LA STATUA DI ORWELL E IL LATO PERICOLOSO DELLE COSE

Il 29 marzo 1985 la statua di George Orwell viene rimossa dal famoso museo delle cere di madame Tussaud a Londra perché, si disse, la sua apocalittica profezia non si era avverata: il 1984 era trascorso senza scosse apparenti. “Dopo la fine dell’ anno passato” – spiegò Juliet Simpkins, portavoce del museo – “abbiamo avvertito una diminuzione di interesse nell’autore di 1984, il libro, appunto, che fantasiosamente prediceva la catastrofe umana”. La statua di George Orwell viene dunque messa in magazzino. In quella stessa primavera Marguerite Duras  espresse la sua profezia: “Credo che tutto questo finirà nel 2027. All’improvviso nessuno scriverà più”.
Gli scrittori non sono profeti, e non bisogna scambiarli per tali.

◆ Contenuto dei dati
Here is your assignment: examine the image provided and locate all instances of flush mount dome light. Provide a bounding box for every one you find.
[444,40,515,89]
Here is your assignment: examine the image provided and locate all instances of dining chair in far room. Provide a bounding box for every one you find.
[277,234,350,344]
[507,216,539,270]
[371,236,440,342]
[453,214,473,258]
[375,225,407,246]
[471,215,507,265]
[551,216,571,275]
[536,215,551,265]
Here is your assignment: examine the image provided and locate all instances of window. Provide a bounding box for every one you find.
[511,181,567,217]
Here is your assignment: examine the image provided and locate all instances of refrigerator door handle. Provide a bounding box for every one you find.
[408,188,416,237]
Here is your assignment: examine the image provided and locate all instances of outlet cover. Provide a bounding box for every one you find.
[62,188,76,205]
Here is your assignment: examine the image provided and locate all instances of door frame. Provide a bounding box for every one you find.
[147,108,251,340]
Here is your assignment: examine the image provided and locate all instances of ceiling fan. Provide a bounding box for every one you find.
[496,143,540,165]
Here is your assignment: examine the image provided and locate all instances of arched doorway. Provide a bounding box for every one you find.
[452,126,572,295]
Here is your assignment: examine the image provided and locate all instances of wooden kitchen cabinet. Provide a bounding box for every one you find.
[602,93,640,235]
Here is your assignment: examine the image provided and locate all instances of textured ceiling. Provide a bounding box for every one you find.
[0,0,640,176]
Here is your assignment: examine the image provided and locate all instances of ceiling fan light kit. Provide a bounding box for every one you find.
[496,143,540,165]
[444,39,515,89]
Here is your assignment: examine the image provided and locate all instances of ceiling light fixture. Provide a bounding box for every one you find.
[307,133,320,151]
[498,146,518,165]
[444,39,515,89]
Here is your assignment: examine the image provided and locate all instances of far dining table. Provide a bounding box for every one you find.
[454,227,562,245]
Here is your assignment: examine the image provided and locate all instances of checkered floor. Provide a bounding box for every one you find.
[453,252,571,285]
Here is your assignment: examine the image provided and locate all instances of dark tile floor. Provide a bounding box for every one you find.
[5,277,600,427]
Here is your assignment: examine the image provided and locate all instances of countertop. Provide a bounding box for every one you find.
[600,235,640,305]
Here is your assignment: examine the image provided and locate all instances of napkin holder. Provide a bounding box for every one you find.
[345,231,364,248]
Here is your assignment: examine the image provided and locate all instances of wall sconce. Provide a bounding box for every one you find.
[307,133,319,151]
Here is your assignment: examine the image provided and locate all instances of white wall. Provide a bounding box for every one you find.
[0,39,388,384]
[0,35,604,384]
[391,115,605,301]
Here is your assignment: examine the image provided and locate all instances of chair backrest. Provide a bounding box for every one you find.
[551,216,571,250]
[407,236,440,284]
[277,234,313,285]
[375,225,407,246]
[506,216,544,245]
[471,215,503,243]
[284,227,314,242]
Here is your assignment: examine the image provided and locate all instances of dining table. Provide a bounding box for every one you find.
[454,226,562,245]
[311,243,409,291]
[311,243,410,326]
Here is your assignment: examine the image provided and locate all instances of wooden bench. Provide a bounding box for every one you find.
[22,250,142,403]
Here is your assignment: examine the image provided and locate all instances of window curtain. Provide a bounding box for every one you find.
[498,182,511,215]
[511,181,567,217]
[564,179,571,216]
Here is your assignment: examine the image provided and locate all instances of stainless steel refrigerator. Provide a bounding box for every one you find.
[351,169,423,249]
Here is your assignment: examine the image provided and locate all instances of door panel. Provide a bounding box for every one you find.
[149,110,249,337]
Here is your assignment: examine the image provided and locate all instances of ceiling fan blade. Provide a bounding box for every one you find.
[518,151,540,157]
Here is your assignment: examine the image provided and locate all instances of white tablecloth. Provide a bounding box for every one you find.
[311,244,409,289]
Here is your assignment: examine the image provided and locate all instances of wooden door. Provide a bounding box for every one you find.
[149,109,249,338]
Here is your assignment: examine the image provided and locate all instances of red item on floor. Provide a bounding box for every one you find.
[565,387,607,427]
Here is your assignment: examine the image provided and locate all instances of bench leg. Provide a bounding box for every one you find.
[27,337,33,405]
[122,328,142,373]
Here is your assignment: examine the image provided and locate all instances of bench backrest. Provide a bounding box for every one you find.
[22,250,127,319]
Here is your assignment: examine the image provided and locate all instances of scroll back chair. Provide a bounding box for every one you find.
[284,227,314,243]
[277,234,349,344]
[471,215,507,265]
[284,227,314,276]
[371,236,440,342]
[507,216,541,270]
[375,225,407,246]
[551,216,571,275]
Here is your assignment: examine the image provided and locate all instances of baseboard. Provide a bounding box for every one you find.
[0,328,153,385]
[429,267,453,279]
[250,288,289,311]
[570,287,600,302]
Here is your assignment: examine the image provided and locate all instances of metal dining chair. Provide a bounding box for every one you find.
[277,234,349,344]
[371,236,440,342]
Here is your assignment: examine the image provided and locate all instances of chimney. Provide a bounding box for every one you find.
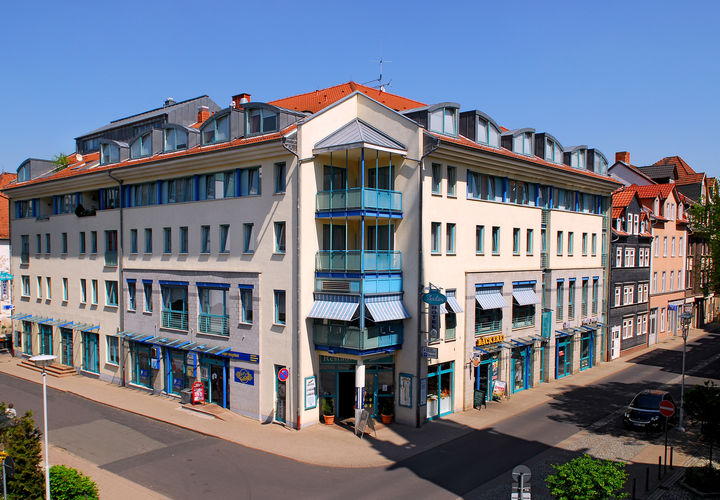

◆ Compiti assegnati
1 – Secondo il brano sulla statua di Orwell, quale ruolo ricopriva Juliet Simpkins?
2 – Elenchi tutte le persone nominate nel brano sulla statua di Orwell.
3 – Riporti il passo del brano sulla statua di Orwell a partire da "LA STATUA DI ORWELL" e proseguendo fino a "scambiarli per tali.".
Le voci riportate costituiscono materiale a sé stante, distinto dal brano.

◆ Risposte ai compiti
1 – Era la portavoce del museo.

2 – George Orwell, madame Tussaud, Juliet Simpkins, Marguerite Duras

3 –
LA STATUA DI ORWELL E IL LATO PERICOLOSO DELLE COSE

Il 29 marzo 1985 la statua di George Orwell viene rimossa dal famoso museo delle cere di madame Tussaud a Londra perché, si disse, la sua apocalittica profezia non si era avverata: il 1984 era trascorso senza scosse apparenti. “Dopo la fine dell’ anno passato” – spiegò Juliet Simpkins, portavoce del museo – “abbiamo avvertito una diminuzione di interesse nell’autore di 1984, il libro, appunto, che fantasiosamente prediceva la catastrofe umana”. La statua di George Orwell viene dunque messa in magazzino. In quella stessa primavera Marguerite Duras  espresse la sua profezia: “Credo che tutto questo finirà nel 2027. All’improvviso nessuno scriverà più”.
Gli scrittori non sono profeti, e non bisogna scambiarli per tali.